> _Selected passage_
Schedule (computer science)
In the fields of databases and transaction processing (transaction management), a schedule (or history) of a system is an abstract model to describe execution of transactions running in the system. Often it is a list of operations (actions) ordered by time, performed by a set of transactions that are executed together in the system. If order in time between certain operations is not determined by the system, then a partial order is used. Examples of such operations are requesting a read operation, reading, writing, aborting, committing, requesting lock, locking, etc. Not all transaction operation types should be included in a schedule, and typically only selected operation types (e.g., data access operations) are included, as needed to reason about and describe certain phenomena. Schedules and schedule properties are fundamental concepts in database concurrency control theory.
Formal description
The following is an example of a schedule:
In this example, the horizontal axis represents the different transactions in the schedule D. The vertical axis represents time order of operations. Schedule D consists of three transactions T1, T2, T3. The schedule describes the actions of the transactions as seen by the DBMS. First T1 Reads and Writes to object X, and then Commits. Then T2 Reads and Writes to object Y and Commits, and finally T3 Reads and Writes to object Z and Commits. This is an example of a serial schedule, i.e., sequential with no overlap in time, because the actions of in all three transactions are sequential, and the transactions are not interleaved in time.
Representing the schedule D above by a table (rather than a list) is just for the convenience of identifying each transaction's operations in a glance. This notation is used throughout the article below. A more common way in the technical literature for representing such schedule is by a list:
- D = R1(X) W1(X) Com1 R2(Y) W2(Y) Com2 R3(Z) W3(Z) Com3
Usually, for the purpose of reasoning about concurrency control in databases, an operation is modeled as atomic, occurring at a point in time, without duration. When this is not satisfactory start and end time-points and possibly other point events are specified (rarely). Real executed operations always have some duration and specified respective times of occurrence of events within them (e.g., "exact" times of beginning and completion), but for concurrency control reasoning usually only the precedence in time of the whole operations (without looking into the quite complex details of each operation) matters, i.e., which operation is before, or after another operation. Furthermore, in many cases the before/after relationships between two specific operations do not matter and should not be specified, while being specified for other pairs of operations.
In general operations of transactions in a schedule can interleave (i.e., transactions can be executed concurrently), while time orders between operations in each transaction remain unchanged as implied by the transaction's program. Since not always time orders between all operations of all transactions matter and need to be specified, a schedule is, in general, a partial order between operations rather than a total order (where order for each pair is determined, as in a list of operations). Also in the general case each transaction may consist of several processes, and itself be properly represented by a partial order of operations, rather than a total order. Thus in general a schedule is a partial order of operations, containing (embedding) the partial orders of all its transactions.

> _Data lines_
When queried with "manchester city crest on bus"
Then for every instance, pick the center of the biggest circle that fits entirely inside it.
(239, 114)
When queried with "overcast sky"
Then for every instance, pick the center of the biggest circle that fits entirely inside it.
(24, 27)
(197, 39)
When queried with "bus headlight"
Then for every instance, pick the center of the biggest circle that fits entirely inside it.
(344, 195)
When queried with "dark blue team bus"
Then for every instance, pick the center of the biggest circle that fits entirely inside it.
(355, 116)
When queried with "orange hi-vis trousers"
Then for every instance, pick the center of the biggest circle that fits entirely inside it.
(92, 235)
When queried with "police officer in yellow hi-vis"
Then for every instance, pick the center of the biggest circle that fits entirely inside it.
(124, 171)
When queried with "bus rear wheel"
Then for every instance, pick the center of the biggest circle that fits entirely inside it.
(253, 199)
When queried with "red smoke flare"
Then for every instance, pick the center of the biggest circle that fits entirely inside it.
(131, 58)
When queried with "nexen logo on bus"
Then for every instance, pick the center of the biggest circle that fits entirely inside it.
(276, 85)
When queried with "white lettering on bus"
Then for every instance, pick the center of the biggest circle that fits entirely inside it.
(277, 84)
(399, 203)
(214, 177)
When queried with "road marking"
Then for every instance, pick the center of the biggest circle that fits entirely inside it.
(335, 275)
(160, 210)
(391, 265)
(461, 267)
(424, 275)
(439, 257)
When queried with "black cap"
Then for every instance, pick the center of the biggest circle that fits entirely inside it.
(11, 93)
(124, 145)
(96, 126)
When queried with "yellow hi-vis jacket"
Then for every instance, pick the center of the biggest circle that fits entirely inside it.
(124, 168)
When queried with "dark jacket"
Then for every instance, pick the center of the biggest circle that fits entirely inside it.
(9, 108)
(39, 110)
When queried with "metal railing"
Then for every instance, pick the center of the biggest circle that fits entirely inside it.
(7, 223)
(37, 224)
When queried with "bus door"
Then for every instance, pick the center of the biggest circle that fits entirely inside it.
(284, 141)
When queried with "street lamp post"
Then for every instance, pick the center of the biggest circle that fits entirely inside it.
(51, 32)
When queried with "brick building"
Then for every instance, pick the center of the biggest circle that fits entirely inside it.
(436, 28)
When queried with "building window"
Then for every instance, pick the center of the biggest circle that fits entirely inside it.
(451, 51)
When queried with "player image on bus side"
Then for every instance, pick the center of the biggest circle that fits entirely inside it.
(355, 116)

--

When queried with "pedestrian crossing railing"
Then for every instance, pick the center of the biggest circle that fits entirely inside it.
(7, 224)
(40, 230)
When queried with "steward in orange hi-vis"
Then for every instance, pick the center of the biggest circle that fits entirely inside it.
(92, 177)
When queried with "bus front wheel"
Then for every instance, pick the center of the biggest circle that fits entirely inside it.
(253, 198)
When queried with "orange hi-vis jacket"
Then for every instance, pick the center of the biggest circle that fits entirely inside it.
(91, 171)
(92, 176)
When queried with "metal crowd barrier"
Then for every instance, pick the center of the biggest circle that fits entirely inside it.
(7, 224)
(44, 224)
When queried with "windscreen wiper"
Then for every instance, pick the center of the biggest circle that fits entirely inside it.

> _What the task asks_
Please carry the article on database schedules further, picking up right after its final sentence. The lines in the two blocks above have no connection to the article on database schedules.

> _Output for this exercise_
Time-order between two operations can be represented by an ordered pair of these operations (e.g., the existence of a pair (OP1,OP2) means that OP1 is always before OP2), and a schedule in the general case is a set of such ordered pairs. Such a set, a schedule, is a partial order which can be represented by an acyclic directed graph (or directed acyclic graph, DAG) with operations as nodes and time-order as a directed edge (no cycles are allowed since a cycle means that a first (any) operation on a cycle can be both before and after (any) another second operation on the cycle, which contradicts our perception of Time). In many cases a graphical representation of such graph is used to demonstrate a schedule.
Comment: Since a list of operations (and the table notation used in this article) always represents a total order between operations, schedules that are not a total order cannot be represented by a list (but always can be represented by a DAG).
Types of schedule
Serial
The transactions are executed non-interleaved (see example above) i.e., a serial schedule is one in which no transaction starts until a running transaction has ended.
Serializable
A schedule that is equivalent (in its outcome) to a serial schedule has the serializability property.
In schedule E, the order in which the actions of the transactions are executed is not the same as in D, but in the end, E gives the same result as D.
Conflicting actions
Two actions are said to be in conflict (conflicting pair) if:
- The actions belong to different transactions.
- At least one of the actions is a write operation.
- The actions access the same object (read or write).
The following set of actions is conflicting:
- R1(X), W2(X), W3(X) (3 conflicting pairs)
While the following sets of actions are not:
- R1(X), R2(X), R3(X)
- R1(X), W2(Y), R3(X)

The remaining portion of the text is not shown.